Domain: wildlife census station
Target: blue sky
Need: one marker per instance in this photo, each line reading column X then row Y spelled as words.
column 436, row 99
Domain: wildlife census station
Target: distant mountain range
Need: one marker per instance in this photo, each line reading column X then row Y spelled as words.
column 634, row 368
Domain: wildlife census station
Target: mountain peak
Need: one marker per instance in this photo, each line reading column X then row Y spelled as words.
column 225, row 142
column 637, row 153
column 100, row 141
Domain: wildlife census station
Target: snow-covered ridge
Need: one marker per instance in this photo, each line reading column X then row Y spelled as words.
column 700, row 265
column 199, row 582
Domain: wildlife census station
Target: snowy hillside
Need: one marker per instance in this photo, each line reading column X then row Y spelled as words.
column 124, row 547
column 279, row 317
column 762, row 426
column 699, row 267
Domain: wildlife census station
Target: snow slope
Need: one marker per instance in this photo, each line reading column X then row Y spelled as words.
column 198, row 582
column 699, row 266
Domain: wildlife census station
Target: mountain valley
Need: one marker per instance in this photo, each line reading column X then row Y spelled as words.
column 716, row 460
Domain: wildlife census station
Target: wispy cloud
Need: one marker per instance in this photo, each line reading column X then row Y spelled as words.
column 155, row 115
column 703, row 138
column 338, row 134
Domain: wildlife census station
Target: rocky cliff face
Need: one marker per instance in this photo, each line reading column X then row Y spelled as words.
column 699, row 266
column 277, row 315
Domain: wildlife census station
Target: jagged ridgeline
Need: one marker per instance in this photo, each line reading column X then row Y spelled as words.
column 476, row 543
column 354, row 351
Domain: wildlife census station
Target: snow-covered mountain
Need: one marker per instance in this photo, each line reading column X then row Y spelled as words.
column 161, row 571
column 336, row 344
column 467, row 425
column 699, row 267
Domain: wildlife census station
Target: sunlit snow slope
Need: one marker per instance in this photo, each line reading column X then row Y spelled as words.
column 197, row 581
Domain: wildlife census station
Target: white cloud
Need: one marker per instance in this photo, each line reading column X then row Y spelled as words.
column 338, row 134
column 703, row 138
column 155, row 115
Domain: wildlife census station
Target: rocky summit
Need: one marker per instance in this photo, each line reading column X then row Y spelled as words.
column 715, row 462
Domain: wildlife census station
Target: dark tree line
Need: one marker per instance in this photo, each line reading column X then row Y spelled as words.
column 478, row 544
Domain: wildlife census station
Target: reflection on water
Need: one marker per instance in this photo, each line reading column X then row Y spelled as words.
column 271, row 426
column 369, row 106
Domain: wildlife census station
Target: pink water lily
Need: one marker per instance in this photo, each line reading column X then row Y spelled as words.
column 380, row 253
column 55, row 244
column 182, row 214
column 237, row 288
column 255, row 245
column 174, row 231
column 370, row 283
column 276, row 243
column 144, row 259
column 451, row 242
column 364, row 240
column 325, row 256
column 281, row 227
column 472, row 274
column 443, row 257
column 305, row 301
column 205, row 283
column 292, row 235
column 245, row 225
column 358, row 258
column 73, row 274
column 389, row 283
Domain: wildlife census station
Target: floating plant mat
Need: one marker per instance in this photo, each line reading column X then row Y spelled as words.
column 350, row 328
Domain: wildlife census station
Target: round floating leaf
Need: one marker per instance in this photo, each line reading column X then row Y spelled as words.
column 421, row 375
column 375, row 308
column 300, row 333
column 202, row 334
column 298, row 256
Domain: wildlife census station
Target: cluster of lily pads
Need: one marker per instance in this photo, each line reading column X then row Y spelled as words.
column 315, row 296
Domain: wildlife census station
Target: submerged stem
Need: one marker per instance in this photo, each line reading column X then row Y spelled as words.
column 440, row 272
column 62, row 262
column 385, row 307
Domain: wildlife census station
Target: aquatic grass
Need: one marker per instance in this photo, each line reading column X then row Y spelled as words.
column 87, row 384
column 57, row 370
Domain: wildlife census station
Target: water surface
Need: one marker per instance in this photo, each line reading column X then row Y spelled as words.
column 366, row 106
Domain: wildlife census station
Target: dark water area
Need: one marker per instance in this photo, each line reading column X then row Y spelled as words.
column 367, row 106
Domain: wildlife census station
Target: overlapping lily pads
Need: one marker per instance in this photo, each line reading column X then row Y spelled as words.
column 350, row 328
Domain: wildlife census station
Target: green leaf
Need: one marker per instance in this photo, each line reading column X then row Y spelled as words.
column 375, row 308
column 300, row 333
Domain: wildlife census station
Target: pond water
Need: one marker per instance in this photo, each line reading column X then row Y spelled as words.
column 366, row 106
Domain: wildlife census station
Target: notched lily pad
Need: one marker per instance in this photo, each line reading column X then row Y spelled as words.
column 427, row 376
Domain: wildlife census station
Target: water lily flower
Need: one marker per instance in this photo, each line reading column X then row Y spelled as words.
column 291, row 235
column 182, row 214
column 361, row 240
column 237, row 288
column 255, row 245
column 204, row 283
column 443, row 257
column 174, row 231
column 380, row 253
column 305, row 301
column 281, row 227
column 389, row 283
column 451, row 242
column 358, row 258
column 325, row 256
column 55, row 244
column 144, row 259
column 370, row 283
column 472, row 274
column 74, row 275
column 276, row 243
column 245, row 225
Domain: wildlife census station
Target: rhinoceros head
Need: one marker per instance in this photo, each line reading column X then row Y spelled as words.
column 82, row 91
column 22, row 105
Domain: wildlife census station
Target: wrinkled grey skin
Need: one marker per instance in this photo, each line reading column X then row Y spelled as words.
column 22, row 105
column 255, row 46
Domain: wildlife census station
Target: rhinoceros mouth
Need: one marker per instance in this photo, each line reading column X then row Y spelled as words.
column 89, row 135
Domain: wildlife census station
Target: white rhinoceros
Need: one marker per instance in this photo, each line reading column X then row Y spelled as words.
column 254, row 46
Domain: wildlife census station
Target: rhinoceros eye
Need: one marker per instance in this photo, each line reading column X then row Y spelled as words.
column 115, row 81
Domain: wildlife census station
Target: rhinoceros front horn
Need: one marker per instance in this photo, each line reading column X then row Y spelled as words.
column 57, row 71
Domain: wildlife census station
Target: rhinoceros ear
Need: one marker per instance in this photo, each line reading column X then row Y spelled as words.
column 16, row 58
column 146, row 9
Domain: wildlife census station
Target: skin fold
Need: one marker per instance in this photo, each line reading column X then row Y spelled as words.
#####
# [WHAT THE TASK ASKS]
Restate the listing above word for word.

# [TASK ANSWER]
Domain: wildlife census station
Target: blue sky
Need: one marker per instance in this photo, each line reading column X then row Y spelled as words.
column 436, row 99
Domain: wildlife census station
Target: distant mountain range
Need: one marker per instance in this photo, each line reading column X then row Y spelled as words.
column 634, row 368
Domain: wildlife census station
Target: mountain peak
Need: one marker per instance in this photo, each line reading column X then row Y spelled as words.
column 225, row 142
column 637, row 153
column 100, row 141
Domain: wildlife census station
Target: snow-covered ridge
Need: one marker per instance in this photo, each line reading column X then row Y spelled as words.
column 700, row 265
column 199, row 582
Domain: wildlife census station
Target: snowy hillside
Need: one marker per instance in this photo, each line reading column X then row Y spelled as words.
column 124, row 547
column 279, row 317
column 762, row 426
column 699, row 267
Domain: wildlife census station
Target: snow slope
Need: one marker per instance in this photo, each line reading column X then row Y spelled as words.
column 198, row 582
column 699, row 266
Domain: wildlife census station
Target: mountain valley
Need: one marker per instance in this photo, each line reading column X then row Y spelled as words.
column 716, row 460
Domain: wildlife census station
Target: wispy cloud
Need: one marker per instance in this photo, each line reading column X then row Y spelled as words.
column 155, row 115
column 703, row 138
column 338, row 134
Domain: wildlife census station
Target: rocky cliff face
Need: one marker per instance in this photo, each line reading column X then row Y spelled as words.
column 699, row 266
column 277, row 315
Domain: wildlife census station
Target: jagged ridgeline
Need: one marker per instance in this photo, each line reading column X then row Y spelled as words.
column 476, row 543
column 354, row 351
Domain: wildlife census station
Target: snow-covered mountain
Need: one marker per instance in this photo, each line reading column X then row Y spelled as words.
column 161, row 571
column 336, row 344
column 467, row 425
column 699, row 267
Domain: wildlife census station
Target: sunlit snow slope
Need: one marker per instance in this photo, each line reading column X then row Y spelled as words.
column 197, row 581
Domain: wildlife census station
Target: white cloud
Need: one marker per instance in this photo, each line reading column X then row Y spelled as words.
column 338, row 134
column 703, row 138
column 155, row 115
Domain: wildlife census station
Target: rocky summit
Need: one marker per instance in this photo, each line reading column X then row Y spelled as words.
column 715, row 462
Domain: wildlife census station
Target: dark tree line
Need: one marker per instance in this photo, each line reading column X then row Y spelled as words.
column 478, row 544
Domain: wildlife census station
Target: reflection on water
Need: one marker per instance in this photo, each line reading column X then row Y spelled as words.
column 271, row 426
column 369, row 106
Domain: wildlife census station
Target: pink water lily
Need: one marker per instance in this photo, each line reading column X then row Y spelled as words.
column 380, row 253
column 55, row 244
column 182, row 214
column 237, row 288
column 255, row 245
column 174, row 231
column 370, row 283
column 276, row 243
column 144, row 259
column 451, row 242
column 364, row 240
column 325, row 256
column 281, row 227
column 472, row 274
column 443, row 257
column 305, row 301
column 205, row 283
column 292, row 235
column 245, row 225
column 358, row 258
column 73, row 274
column 389, row 283
Domain: wildlife census station
Target: floating plant mat
Need: one marker per instance in this photo, each line reading column X then row Y spelled as words.
column 350, row 328
Domain: wildlife census station
Target: round floating leaf
Need: one marker per instance in this photo, each line reading column X then row Y spelled as words.
column 421, row 375
column 375, row 308
column 300, row 333
column 202, row 334
column 298, row 256
Domain: wildlife census station
Target: cluster of lily pads
Need: one marker per instance in this photo, each line reading column X then row Y spelled as words.
column 315, row 296
Domain: wildlife census station
Target: submerged stem
Need: one marker per instance in this photo, each line reading column X then row Y spelled as words.
column 440, row 272
column 62, row 262
column 385, row 307
Domain: wildlife census station
Target: aquatic grass
Need: one marker per instance in this photo, each line reading column X then row Y spelled as words.
column 87, row 384
column 57, row 370
Domain: wildlife census station
Target: water surface
Need: one marker per instance in this photo, each line reading column X then row Y spelled as words.
column 366, row 106
Domain: wildlife census station
Target: dark water area
Need: one marker per instance in this photo, each line reading column X then row Y spelled as words.
column 367, row 106
Domain: wildlife census station
Target: overlapping lily pads
Need: one marker per instance in this photo, each line reading column X then row Y spelled as words.
column 350, row 328
Domain: wildlife census station
Target: green leaf
Need: one marker per instance in this photo, each line reading column X then row Y spelled as words.
column 375, row 308
column 300, row 333
Domain: wildlife census station
Target: pond water
Need: one marker per instance in this photo, each line reading column X then row Y spelled as words.
column 366, row 106
Domain: wildlife census station
Target: notched lily pad
Need: one marker per instance in this photo, each line reading column X then row Y spelled as words.
column 427, row 376
Domain: wildlife census station
Target: water lily flower
Need: one marker per instance in this photo, each line reading column X then row Y spelled as words.
column 291, row 235
column 182, row 214
column 361, row 240
column 237, row 288
column 255, row 245
column 204, row 283
column 443, row 257
column 174, row 231
column 380, row 253
column 305, row 301
column 281, row 227
column 389, row 283
column 451, row 242
column 358, row 258
column 325, row 256
column 55, row 244
column 144, row 259
column 370, row 283
column 472, row 274
column 74, row 275
column 276, row 243
column 245, row 225
Domain: wildlife census station
Target: rhinoceros head
Need: one marker per instance in this photo, each line reading column X then row Y spelled as words.
column 82, row 91
column 22, row 105
Domain: wildlife census station
Target: wrinkled grey skin
Need: one marker per instance in this photo, each line reading column X then row Y spelled as words.
column 22, row 105
column 255, row 46
Domain: wildlife census station
Target: rhinoceros mouth
Need: one marker per instance in this photo, each line reading column X then row Y spelled as words.
column 89, row 135
Domain: wildlife census station
Target: white rhinoceros
Need: one marker per instance in this photo, each line reading column X then row Y spelled as words.
column 254, row 46
Domain: wildlife census station
Target: rhinoceros eye
Need: one marker per instance in this photo, each line reading column X then row Y spelled as words.
column 115, row 81
Domain: wildlife census station
Target: rhinoceros front horn
Need: one marker per instance in this photo, each line reading column X then row Y spelled as words.
column 57, row 71
Domain: wildlife census station
Target: rhinoceros ear
Need: one marker per instance in this photo, each line reading column X then row Y spelled as words.
column 16, row 58
column 146, row 9
Domain: wildlife census station
Target: skin fold
Need: one marker per instance in this photo, each line reading column X then row Y spelled as words.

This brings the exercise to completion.